(DATA FOR PROCESSING)

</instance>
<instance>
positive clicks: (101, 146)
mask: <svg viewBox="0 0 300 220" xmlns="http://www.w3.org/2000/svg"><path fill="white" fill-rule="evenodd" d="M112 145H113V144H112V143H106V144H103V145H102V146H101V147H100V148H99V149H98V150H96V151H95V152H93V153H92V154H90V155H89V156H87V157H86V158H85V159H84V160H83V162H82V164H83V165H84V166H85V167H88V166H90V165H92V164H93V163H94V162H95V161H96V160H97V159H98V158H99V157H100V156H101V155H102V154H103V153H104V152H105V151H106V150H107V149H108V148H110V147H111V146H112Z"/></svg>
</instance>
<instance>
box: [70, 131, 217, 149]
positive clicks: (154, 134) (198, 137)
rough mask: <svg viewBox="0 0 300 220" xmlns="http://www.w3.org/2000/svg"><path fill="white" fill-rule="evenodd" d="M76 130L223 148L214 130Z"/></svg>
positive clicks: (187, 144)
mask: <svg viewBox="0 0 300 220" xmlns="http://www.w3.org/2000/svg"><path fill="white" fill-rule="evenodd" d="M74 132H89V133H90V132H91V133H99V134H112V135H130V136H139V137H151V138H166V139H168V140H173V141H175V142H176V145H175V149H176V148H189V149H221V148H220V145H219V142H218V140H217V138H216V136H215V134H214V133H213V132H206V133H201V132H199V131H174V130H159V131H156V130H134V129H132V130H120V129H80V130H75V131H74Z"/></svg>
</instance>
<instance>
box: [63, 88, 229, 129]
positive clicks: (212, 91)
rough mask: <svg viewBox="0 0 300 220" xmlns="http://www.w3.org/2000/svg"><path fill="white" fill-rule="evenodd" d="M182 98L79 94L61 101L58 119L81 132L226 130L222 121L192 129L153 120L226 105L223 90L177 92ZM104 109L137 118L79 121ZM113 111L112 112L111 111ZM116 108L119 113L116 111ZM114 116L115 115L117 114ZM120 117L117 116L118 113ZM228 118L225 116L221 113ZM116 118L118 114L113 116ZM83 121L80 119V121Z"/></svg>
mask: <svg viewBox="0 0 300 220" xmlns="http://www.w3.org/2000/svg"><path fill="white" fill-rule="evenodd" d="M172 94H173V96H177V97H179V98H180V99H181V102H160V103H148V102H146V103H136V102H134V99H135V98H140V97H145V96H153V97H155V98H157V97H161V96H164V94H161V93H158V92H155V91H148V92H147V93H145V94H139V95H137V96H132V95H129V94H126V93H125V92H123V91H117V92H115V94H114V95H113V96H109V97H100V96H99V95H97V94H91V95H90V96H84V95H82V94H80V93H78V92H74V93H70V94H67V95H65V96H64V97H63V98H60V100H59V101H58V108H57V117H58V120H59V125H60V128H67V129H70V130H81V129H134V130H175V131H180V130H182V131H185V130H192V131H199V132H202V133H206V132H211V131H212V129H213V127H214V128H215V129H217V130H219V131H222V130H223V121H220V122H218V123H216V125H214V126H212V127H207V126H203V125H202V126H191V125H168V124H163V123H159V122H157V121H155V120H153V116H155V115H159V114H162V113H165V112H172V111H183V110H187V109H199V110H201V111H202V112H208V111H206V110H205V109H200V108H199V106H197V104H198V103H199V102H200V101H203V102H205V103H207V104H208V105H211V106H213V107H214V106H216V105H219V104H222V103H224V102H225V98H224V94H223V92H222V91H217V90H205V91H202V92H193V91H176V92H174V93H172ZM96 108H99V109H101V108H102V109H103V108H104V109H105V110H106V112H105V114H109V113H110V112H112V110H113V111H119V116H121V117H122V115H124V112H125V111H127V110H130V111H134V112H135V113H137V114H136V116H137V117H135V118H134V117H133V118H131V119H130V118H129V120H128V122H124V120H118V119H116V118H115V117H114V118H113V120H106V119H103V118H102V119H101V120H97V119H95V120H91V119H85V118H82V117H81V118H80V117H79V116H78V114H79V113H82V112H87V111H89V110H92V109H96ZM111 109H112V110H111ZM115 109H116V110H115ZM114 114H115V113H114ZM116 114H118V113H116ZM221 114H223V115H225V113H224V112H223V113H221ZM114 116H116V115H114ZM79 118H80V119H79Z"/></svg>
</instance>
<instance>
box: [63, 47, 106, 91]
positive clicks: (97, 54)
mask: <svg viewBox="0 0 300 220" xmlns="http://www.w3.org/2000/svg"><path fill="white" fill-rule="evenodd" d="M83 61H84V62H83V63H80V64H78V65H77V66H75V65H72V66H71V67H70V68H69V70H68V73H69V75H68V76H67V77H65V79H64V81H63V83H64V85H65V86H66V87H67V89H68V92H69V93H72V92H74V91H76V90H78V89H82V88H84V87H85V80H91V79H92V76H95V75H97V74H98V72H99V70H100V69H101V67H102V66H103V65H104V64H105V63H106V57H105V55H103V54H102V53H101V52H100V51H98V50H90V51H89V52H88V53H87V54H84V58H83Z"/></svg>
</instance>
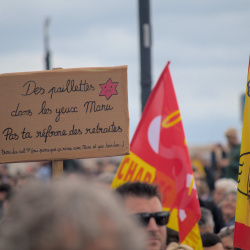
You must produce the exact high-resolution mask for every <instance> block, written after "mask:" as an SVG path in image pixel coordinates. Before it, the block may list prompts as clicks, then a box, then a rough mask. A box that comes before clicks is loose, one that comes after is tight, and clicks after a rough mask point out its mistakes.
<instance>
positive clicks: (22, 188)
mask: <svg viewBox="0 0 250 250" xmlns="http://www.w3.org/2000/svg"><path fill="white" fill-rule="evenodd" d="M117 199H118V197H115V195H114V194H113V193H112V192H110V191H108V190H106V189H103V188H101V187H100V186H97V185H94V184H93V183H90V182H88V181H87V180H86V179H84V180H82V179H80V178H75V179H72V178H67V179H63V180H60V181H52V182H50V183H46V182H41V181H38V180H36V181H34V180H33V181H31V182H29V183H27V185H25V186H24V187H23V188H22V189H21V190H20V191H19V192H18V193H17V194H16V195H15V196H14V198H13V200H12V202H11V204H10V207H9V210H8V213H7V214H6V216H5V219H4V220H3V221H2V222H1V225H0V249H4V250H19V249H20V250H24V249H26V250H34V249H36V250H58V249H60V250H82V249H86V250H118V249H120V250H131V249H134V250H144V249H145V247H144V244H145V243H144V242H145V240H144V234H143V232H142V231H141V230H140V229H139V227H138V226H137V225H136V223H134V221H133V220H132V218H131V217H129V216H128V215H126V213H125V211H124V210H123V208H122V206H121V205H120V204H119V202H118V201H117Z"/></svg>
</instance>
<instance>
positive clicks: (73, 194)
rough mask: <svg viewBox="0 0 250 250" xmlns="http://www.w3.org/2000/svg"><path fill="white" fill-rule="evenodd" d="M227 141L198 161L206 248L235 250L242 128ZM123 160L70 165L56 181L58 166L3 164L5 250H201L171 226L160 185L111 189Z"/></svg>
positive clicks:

(End DATA FOR PROCESSING)

— WORK REQUIRED —
Reproduce the entries above exactly, without images.

— ANSWER SPACE —
</instance>
<instance>
positive clicks: (101, 146)
mask: <svg viewBox="0 0 300 220" xmlns="http://www.w3.org/2000/svg"><path fill="white" fill-rule="evenodd" d="M112 145H113V144H112V143H106V144H103V145H102V146H101V147H100V148H99V149H98V150H96V151H95V152H93V153H92V154H90V155H89V156H87V157H86V158H85V159H84V160H83V162H82V164H83V165H84V166H85V167H88V166H90V165H92V164H93V163H94V162H95V161H96V160H97V159H98V158H99V157H100V156H101V155H102V154H103V153H104V152H105V151H106V150H107V149H108V148H110V147H111V146H112Z"/></svg>
</instance>
<instance>
box: [70, 131, 217, 149]
positive clicks: (154, 134) (198, 137)
rough mask: <svg viewBox="0 0 300 220" xmlns="http://www.w3.org/2000/svg"><path fill="white" fill-rule="evenodd" d="M76 130L223 148L214 130Z"/></svg>
positive clicks: (187, 144)
mask: <svg viewBox="0 0 300 220" xmlns="http://www.w3.org/2000/svg"><path fill="white" fill-rule="evenodd" d="M74 132H89V133H90V132H91V133H99V134H112V135H130V136H139V137H151V138H166V139H168V140H173V141H175V142H176V145H175V149H176V148H189V149H221V148H220V145H219V142H218V140H217V138H216V136H215V134H214V133H213V132H206V133H201V132H199V131H174V130H159V131H156V130H134V129H132V130H120V129H80V130H75V131H74Z"/></svg>
</instance>
<instance>
box: [63, 88, 229, 129]
positive clicks: (212, 91)
rough mask: <svg viewBox="0 0 300 220" xmlns="http://www.w3.org/2000/svg"><path fill="white" fill-rule="evenodd" d="M182 98L79 94L61 101L58 119L81 132L226 130L222 121L192 129L153 120L226 105L223 90L177 92ZM104 109L137 118L79 121ZM113 111L112 112L111 111ZM116 108L119 113L116 111ZM114 116L115 115L117 114ZM120 117L117 116L118 113ZM228 118L225 116L221 113ZM116 118L118 114L113 116ZM83 121L80 119V121Z"/></svg>
mask: <svg viewBox="0 0 300 220" xmlns="http://www.w3.org/2000/svg"><path fill="white" fill-rule="evenodd" d="M172 94H173V96H177V97H179V98H180V99H181V102H160V103H148V102H146V103H136V102H134V99H135V98H140V97H145V96H153V97H155V98H157V97H161V96H164V94H161V93H158V92H155V91H148V92H147V93H145V94H139V95H137V96H132V95H129V94H126V93H125V92H123V91H117V92H115V94H114V95H113V96H109V97H100V96H99V95H97V94H91V95H90V96H84V95H82V94H80V93H78V92H74V93H70V94H67V95H65V96H64V97H63V98H60V100H59V101H58V108H57V117H58V120H59V125H60V128H67V129H70V130H81V129H134V130H175V131H180V130H182V131H185V130H192V131H199V132H202V133H206V132H211V131H212V129H213V127H214V128H215V129H217V130H219V131H222V130H223V121H220V122H218V123H216V125H214V126H212V127H207V126H203V125H202V126H191V125H168V124H163V123H159V122H157V121H155V120H153V116H155V115H159V114H162V113H165V112H172V111H183V110H187V109H199V110H201V111H202V112H208V111H206V110H205V109H200V108H199V106H197V104H198V103H199V102H200V101H203V102H205V103H207V104H208V105H211V106H213V107H214V106H216V105H219V104H222V103H224V102H225V98H224V94H223V92H222V91H217V90H205V91H202V92H193V91H176V92H174V93H172ZM96 108H99V109H101V108H102V109H103V108H104V109H105V110H106V112H105V114H109V113H110V112H112V110H113V111H119V116H121V117H122V115H124V112H125V111H127V110H130V111H134V112H135V113H137V114H136V116H137V117H135V118H134V117H133V118H131V119H130V118H129V120H128V122H124V120H118V119H116V118H115V117H114V118H113V120H106V119H103V118H102V119H101V120H97V119H95V120H91V119H85V118H82V117H81V118H80V117H79V116H78V114H79V113H82V112H87V111H89V110H92V109H96ZM111 109H112V110H111ZM115 109H116V110H115ZM114 114H115V113H114ZM116 114H118V113H116ZM221 114H223V115H225V113H224V112H223V113H221ZM114 116H116V115H114ZM79 118H80V119H79Z"/></svg>
</instance>
<instance>
box: [63, 47, 106, 91]
positive clicks: (97, 54)
mask: <svg viewBox="0 0 300 220" xmlns="http://www.w3.org/2000/svg"><path fill="white" fill-rule="evenodd" d="M83 61H84V62H83V63H80V64H78V65H77V66H75V65H72V66H71V67H70V68H69V70H68V73H69V75H68V76H67V77H65V79H64V81H63V83H64V85H65V86H66V87H67V89H68V92H69V93H72V92H74V91H76V90H78V89H82V88H84V87H85V80H91V79H92V76H95V75H97V74H98V72H99V70H100V69H101V67H102V66H103V65H104V64H105V63H106V57H105V55H103V54H102V53H101V52H100V51H98V50H90V51H89V52H88V53H87V54H84V58H83Z"/></svg>
</instance>
You must produce the exact high-resolution mask for every <instance> block, written after "mask:" as an SVG path in image pixel coordinates. Before it, the block may list prompts as clicks, then a box, then a rough mask. A box that comes before clicks is loose, one that comes after is tight, and clicks after a rough mask point out its mistakes.
<instance>
positive clicks: (22, 188)
mask: <svg viewBox="0 0 250 250" xmlns="http://www.w3.org/2000/svg"><path fill="white" fill-rule="evenodd" d="M117 199H118V197H115V195H114V194H113V193H112V192H110V191H108V190H106V189H103V188H101V187H100V186H97V185H94V184H93V183H90V182H88V181H87V180H86V179H84V180H82V179H80V178H75V179H72V178H67V179H63V180H60V181H52V182H50V183H46V182H41V181H38V180H36V181H34V180H33V181H31V182H29V183H27V185H25V186H24V187H23V188H22V189H21V190H20V191H19V192H18V193H17V194H16V195H15V196H14V198H13V200H12V202H11V204H10V207H9V210H8V213H7V214H6V216H5V219H4V220H3V221H2V222H1V225H0V249H4V250H19V249H20V250H24V249H26V250H34V249H36V250H58V249H60V250H82V249H86V250H118V249H120V250H131V249H134V250H144V249H145V247H144V244H145V243H144V242H145V240H144V234H143V232H142V231H141V230H140V229H139V227H138V226H137V225H136V223H134V221H133V220H132V218H131V217H129V216H128V215H126V213H125V211H124V210H123V208H122V206H121V205H120V204H119V202H118V201H117Z"/></svg>
</instance>
<instance>
positive clicks: (73, 194)
rough mask: <svg viewBox="0 0 250 250" xmlns="http://www.w3.org/2000/svg"><path fill="white" fill-rule="evenodd" d="M227 141L198 161L206 248L235 250L242 128ZM123 160L70 165L56 181L58 166L3 164L5 250H201L171 226L160 185L111 189Z"/></svg>
positive clicks:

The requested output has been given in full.